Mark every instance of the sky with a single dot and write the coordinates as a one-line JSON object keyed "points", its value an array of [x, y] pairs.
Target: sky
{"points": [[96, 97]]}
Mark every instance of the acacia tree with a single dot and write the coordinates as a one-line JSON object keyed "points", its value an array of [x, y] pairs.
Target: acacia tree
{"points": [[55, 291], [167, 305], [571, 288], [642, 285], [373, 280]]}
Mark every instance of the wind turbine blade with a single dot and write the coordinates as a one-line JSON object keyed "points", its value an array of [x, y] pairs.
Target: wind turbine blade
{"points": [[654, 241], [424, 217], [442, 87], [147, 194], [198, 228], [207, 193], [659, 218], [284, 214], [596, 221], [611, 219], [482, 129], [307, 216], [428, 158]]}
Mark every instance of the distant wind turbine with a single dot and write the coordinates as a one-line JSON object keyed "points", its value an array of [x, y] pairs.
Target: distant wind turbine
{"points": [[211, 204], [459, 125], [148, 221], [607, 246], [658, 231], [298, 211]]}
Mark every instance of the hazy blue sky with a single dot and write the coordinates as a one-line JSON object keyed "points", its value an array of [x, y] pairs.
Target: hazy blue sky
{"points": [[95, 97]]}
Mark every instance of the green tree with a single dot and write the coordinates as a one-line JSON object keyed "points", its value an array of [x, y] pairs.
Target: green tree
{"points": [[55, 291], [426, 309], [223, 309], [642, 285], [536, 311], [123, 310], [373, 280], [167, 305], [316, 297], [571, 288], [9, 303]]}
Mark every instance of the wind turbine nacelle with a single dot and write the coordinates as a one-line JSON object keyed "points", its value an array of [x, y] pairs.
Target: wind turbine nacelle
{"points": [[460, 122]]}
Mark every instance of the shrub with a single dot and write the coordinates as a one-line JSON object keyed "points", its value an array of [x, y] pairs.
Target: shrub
* * * *
• **REQUIRED ACTION**: Reproduce precisely, and with no line left out, each line from the top of the entries through the line that carries "Mark every instance of the hazy".

• **ANSWER TO THE EXERCISE**:
Mark every instance of the sky with a single dot and write the coordinates as a one-line JSON object keyed "points", its value an array of [x, y] pairs.
Target: sky
{"points": [[96, 97]]}
Mark every instance of the acacia tree with a single dot and write the coordinates as a one-line JSON object keyed "points", its value an array of [x, y] pairs.
Target: acacia tree
{"points": [[55, 291], [167, 305], [571, 288], [642, 285], [373, 280]]}
Mark every instance of the wind turbine blade with a single dot and write the coordinates as a one-line JSON object keyed "points", its value an array of [x, y] pairs.
Target: wind turbine blade
{"points": [[654, 241], [424, 217], [442, 87], [147, 194], [198, 228], [207, 193], [659, 218], [284, 214], [596, 221], [611, 219], [482, 129], [307, 216], [428, 158]]}
Mark every instance of the distant wind turbine with a single dot and write the coordinates as a one-line JSON object keyed "points", its value an array of [x, y] pairs.
Target: distant wind turbine
{"points": [[211, 204], [459, 125], [148, 221], [607, 246], [658, 231], [298, 211]]}
Mark every instance of the hazy blue sky with a single dot and write the coordinates as a one-line JSON object keyed "points", its value an array of [x, y] pairs.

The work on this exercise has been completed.